===== Texto seleccionado =====

De la vida y los tiovivos


Yo tengo una visión racional de la vida. Creo que gran parte de las cosas que nos ocurren suceden por alguna causa y me interesa rastrear cuál es esa en cada caso, desechando las explicaciones triviales, la superchería, los tópicos y los lugares comunes, la religión y otras formas de pseudopensamiento que empobrecen al ser humano porque le apartan del camino de la verdad. Y nunca hay una alternativa a la verdad que no acabe siendo más bien triste.

Naturalmente ello no significa que descrea del azar. El azar cuenta y mucho en cualquier sistema complejo y hay pocas cosas más complejas que nuestra vida. A veces estamos en el lugar adecuado en el momento oportuno y otras tantas parece que la suerte se empeña en darnos la espalda con auténtica inquina. Esas cosas ocurren sin más explicación y el delantero centro de cualquier equipo de fútbol lo sabe: a veces el balón entra dándole de rebote hasta con el culo y otras, en cambio, parece que tiene vida propia y no hay quien acierte a gobernarlo.

Racionalidad... azar... y sentimientos. Ser racional no significa que descrea de la dimensión espiritual del ser humano: la tierra gira alrededor del sol y eso nadie en sus cabales lo pone en duda, pero no es menos cierto que bajo la sugestión del amor (o de otros estupefacientes) todos los planetas parecen girar alrededor del objeto de nuestro amor. Son, sencillamente, cosas diferentes que responden a leyes distintas (aunque hasta el amor sea una respuesta genético-evolutiva descriptible en aburridos términos científicos).

La ciencia y la técnica sirven para construir puentes, automóviles, antihistamínicos, televisiones, catéteres para las operaciones de cirugía cardiaca y otros cuantos millones de cosas que han hecho nuestra vida mejor. El problema -si es que lo hay- es que, bajo esos dos centímetros de racionalidad, no somos más que los viejos seres emocionales de siempre y, aunque nuestras condiciones (y por tanto nuestras expectativas) de vida han mejorado de forma asombrosa en los últimos dos siglos, continuamos siendo, pese a todo, bastante infelices.

===== Extractos de datos =====

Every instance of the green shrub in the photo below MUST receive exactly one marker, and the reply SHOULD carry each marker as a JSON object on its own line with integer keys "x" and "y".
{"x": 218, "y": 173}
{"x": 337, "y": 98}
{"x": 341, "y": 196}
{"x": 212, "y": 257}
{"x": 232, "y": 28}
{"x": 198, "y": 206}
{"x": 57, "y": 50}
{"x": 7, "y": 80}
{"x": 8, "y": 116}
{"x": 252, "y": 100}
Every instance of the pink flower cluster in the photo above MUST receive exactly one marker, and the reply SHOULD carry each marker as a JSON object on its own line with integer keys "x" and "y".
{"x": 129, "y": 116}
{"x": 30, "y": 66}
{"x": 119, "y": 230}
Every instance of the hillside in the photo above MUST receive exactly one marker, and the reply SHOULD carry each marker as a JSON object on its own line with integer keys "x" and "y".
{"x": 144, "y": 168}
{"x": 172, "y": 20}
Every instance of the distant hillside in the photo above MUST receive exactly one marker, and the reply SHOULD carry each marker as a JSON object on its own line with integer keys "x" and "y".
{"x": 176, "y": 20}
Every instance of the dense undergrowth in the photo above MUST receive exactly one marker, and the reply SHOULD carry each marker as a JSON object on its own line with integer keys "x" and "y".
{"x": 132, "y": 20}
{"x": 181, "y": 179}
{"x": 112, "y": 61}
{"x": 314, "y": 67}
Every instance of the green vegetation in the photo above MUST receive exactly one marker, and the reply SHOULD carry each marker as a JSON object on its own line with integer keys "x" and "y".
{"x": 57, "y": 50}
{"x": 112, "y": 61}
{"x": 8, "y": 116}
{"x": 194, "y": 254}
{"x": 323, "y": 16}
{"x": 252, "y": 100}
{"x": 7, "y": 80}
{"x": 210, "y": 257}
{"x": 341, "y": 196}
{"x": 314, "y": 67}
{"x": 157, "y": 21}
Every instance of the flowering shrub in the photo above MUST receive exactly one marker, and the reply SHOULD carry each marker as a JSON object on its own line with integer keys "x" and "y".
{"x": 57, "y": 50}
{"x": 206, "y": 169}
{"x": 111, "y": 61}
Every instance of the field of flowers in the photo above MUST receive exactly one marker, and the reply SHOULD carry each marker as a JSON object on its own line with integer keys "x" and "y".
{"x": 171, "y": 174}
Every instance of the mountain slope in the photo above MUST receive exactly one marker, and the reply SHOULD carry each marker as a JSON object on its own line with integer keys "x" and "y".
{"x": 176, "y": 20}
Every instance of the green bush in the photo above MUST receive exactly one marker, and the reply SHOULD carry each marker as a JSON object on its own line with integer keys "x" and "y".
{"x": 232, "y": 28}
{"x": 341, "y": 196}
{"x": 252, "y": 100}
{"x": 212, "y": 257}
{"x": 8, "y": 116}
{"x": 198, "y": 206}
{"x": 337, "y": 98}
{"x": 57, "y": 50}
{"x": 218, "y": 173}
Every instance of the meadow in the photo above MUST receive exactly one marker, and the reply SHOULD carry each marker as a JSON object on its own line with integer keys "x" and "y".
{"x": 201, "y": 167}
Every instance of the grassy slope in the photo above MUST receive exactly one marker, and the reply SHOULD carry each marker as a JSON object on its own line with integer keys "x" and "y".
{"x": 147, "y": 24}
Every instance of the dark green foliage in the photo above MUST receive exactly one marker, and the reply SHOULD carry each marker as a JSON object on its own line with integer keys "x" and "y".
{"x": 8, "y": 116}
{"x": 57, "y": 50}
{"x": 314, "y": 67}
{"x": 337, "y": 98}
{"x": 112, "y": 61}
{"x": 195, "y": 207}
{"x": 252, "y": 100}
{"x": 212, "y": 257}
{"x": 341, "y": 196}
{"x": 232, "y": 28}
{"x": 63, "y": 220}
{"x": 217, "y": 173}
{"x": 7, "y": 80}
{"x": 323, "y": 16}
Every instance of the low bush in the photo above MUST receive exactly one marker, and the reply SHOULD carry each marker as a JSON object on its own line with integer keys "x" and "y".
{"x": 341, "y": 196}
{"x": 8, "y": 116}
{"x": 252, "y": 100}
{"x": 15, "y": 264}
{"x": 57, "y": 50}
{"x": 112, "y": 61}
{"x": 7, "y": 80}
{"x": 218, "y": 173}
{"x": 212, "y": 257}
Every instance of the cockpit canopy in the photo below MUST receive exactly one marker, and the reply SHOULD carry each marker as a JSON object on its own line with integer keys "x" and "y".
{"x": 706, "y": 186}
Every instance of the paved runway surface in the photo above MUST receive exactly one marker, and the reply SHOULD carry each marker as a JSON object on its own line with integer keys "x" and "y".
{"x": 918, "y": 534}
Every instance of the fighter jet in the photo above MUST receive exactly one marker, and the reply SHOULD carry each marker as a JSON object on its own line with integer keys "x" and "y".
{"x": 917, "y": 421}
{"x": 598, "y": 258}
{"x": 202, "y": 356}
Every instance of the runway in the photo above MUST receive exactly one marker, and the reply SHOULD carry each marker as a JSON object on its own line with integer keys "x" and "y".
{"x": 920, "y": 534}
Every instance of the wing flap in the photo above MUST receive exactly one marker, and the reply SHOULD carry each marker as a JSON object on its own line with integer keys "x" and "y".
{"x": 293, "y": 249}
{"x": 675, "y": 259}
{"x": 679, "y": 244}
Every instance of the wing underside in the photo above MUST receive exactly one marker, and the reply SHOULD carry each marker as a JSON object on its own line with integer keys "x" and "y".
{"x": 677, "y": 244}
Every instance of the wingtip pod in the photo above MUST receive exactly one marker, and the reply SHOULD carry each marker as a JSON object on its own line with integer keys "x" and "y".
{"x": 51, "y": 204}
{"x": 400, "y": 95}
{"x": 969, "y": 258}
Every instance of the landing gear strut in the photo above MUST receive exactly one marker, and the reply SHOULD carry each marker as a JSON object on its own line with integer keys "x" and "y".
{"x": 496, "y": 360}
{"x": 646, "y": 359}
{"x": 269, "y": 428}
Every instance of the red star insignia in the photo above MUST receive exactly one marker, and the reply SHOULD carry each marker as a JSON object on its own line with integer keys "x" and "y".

=====

_Tareas del ejercicio_.
• 1. Reescribe de forma más breve el párrafo del texto sobre la vida y los tiovivos que empieza con «La ciencia y la técnica sirven», conservando sus datos principales.
• 2. Prosigue el texto sobre la vida y los tiovivos a partir de su última oración.
Los ítems no guardan relación con el texto sobre la vida y los tiovivos.

_Soluciones del ejercicio_.
• 1. La ciencia y la técnica han mejorado nuestra vida con puentes, automóviles, antihistamínicos, televisiones, catéteres para la cirugía cardiaca y millones de cosas más. Sin embargo, bajo una fina capa de racionalidad seguimos siendo los seres emocionales de siempre. Aunque nuestras condiciones y expectativas de vida han mejorado de forma asombrosa en los dos últimos siglos, continuamos siendo bastante infelices.

• 2.
Sostengo que esa propensión a la infelicidad no es congénita sino aprendida: insuflamos tanto miedo en nuestros hijos y les hacemos crecer tan faltos de una auténtica educación sentimental que acaban siendo pequeñas máquinas que disfrutan de todo y no gozan de nada. Sonrosados artefactos tristes que ansían poseer más y más cosas, van al colegio, celebran fiestas de cumpleaños en el Indiana Bill y siempre a velocidad de vértigo, van de las clases de inglés a las de patinaje y de ahí a saber qué otra cosa que se le haya ocurrido a su progenitor más inquieto (y a menudo más inquietante).

Hay una pequeño tiovivo infantil situada al final de la avenida Blondel. La familia que lo regenta se pasa horas y horas poniendo música a todo trapo, hasta el punto de que los domingos por la tarde ese carrusel, con sus luces estroboscópicas y su infernal música de cumbia y bachata es lo único que parece gozar de vida en la casi siempre aburrida ciudad de Lleida.

Subida en un pato amarillo gigante una niña chiquitina, quizás de etnia gitana, gira y gira una y otra vez en el tiovivo. Es la hija del empleado o acaso del dueño. Supongo que la utilizan como reclamo para que los niños del parque infantil de al lado animen a sus padres a gastarse unos cuantos euros en estos tiempos difíciles en los que nadie habla de otra cosa que no sea la crisis.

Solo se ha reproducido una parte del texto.